DIRECTIONS FOR THIS TASK: Up through the line that contains "Indicate the green", retype the entries exactly, beginning at the very first line.
▼▼▼
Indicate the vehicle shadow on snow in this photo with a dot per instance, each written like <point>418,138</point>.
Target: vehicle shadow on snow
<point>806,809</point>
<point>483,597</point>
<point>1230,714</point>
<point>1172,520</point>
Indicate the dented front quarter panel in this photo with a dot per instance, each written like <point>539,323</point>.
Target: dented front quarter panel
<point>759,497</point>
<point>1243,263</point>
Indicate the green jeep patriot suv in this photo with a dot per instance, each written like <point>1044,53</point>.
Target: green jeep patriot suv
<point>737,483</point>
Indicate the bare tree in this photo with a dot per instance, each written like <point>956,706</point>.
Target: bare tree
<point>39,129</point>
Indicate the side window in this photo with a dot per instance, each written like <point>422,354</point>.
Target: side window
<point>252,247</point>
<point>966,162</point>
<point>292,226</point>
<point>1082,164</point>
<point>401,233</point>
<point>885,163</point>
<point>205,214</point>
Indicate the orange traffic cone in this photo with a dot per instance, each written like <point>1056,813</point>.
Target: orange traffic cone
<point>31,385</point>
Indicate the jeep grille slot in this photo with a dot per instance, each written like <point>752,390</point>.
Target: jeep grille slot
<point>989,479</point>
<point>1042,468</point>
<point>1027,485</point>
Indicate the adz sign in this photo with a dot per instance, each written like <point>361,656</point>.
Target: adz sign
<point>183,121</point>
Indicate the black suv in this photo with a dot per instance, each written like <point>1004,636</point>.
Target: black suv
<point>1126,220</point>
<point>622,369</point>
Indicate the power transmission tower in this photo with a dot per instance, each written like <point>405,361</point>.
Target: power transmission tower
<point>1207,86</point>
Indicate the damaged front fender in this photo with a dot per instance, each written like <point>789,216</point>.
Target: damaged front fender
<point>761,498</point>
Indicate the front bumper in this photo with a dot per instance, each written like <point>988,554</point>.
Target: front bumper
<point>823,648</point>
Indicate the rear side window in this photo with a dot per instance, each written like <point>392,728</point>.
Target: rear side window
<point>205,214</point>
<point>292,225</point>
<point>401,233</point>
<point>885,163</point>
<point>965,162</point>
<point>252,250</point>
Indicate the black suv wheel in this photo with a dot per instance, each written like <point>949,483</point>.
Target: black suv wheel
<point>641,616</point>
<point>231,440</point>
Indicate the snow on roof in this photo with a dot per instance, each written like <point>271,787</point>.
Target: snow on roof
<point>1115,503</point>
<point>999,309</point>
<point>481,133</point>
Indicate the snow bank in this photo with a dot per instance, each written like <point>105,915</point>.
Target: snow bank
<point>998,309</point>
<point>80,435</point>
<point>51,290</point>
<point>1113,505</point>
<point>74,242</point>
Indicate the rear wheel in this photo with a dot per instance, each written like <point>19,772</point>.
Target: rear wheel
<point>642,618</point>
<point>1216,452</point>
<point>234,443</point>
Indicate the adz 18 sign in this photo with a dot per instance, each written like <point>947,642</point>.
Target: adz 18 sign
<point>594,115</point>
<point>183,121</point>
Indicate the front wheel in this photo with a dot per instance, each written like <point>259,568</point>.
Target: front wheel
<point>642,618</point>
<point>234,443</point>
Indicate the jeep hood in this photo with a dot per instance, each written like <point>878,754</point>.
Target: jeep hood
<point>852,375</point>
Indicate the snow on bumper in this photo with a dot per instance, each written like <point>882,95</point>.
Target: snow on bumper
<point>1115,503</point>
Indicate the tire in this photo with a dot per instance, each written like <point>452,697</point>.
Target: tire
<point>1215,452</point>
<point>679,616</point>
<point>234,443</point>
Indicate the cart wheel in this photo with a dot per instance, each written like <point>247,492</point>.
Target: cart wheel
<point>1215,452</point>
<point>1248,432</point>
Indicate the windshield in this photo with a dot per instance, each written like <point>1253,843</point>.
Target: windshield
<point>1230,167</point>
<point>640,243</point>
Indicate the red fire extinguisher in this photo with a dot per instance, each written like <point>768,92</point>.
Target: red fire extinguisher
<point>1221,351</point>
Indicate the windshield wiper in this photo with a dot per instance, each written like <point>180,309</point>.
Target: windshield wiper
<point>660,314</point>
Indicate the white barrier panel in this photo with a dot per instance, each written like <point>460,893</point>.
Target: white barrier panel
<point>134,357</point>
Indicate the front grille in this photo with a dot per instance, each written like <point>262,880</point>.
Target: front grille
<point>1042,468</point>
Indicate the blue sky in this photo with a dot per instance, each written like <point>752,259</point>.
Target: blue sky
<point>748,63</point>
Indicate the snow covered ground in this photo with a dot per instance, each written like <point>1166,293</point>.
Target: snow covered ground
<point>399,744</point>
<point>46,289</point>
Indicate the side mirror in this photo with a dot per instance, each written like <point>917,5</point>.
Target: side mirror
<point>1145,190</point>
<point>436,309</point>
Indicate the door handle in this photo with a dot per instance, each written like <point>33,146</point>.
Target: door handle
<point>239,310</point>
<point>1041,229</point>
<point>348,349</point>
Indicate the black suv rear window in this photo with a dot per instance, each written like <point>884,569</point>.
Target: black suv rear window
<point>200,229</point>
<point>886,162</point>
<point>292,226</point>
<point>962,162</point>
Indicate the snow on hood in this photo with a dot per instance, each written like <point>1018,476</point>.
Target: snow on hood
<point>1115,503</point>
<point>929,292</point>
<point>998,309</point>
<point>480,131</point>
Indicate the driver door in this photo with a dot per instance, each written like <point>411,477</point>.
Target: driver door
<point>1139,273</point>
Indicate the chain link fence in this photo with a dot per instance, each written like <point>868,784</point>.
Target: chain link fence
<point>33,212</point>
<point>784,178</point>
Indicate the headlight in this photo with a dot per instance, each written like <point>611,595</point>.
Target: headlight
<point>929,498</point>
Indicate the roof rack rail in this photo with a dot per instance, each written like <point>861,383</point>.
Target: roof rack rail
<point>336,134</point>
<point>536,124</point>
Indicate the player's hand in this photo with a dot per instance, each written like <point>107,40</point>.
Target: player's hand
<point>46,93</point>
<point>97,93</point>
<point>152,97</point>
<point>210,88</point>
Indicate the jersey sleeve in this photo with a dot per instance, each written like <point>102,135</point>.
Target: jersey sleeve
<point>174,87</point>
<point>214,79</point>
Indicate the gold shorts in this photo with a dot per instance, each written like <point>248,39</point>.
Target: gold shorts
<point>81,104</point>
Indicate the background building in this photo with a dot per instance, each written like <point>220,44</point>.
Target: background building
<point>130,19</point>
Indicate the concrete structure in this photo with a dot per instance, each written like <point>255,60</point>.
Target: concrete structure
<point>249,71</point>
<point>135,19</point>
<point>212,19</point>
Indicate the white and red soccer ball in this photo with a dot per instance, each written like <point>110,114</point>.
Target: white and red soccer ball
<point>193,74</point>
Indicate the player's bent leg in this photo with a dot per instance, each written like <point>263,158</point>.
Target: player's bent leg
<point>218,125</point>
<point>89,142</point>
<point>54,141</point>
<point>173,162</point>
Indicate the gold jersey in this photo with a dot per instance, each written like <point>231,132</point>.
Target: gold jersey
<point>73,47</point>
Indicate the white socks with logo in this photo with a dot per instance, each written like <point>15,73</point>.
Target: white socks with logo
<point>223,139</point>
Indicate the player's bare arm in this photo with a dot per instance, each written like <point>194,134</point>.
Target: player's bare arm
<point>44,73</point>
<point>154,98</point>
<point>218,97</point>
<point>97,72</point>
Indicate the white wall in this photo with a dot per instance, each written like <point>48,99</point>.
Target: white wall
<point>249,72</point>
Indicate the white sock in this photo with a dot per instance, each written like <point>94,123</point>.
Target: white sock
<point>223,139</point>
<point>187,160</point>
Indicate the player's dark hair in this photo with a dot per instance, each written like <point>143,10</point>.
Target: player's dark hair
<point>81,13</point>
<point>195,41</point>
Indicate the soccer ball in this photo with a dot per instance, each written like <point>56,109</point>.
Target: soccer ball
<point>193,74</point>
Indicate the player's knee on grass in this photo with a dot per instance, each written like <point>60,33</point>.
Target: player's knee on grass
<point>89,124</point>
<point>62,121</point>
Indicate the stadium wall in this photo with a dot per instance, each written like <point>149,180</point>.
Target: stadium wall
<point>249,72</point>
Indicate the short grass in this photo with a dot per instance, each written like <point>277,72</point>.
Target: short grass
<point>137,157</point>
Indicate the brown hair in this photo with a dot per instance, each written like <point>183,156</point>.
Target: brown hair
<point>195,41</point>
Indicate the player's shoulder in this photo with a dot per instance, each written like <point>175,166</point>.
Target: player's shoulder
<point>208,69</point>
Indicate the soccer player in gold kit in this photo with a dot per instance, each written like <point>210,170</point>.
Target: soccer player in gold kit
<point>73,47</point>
▲▲▲
RESULT OF THE TASK:
Indicate the vehicle shadow on snow in this photo with a dot per instance, each written like <point>418,138</point>.
Target: vehicle shadow on snow
<point>806,809</point>
<point>483,597</point>
<point>1230,714</point>
<point>1172,520</point>
Indicate the dented front quarter panel in this photo with a dot per instance, each written like <point>539,323</point>.
Target: dented front quarter panel
<point>759,497</point>
<point>1243,263</point>
Indicate the green jeep patriot suv in this photo with a dot per instance, each written like <point>1044,53</point>.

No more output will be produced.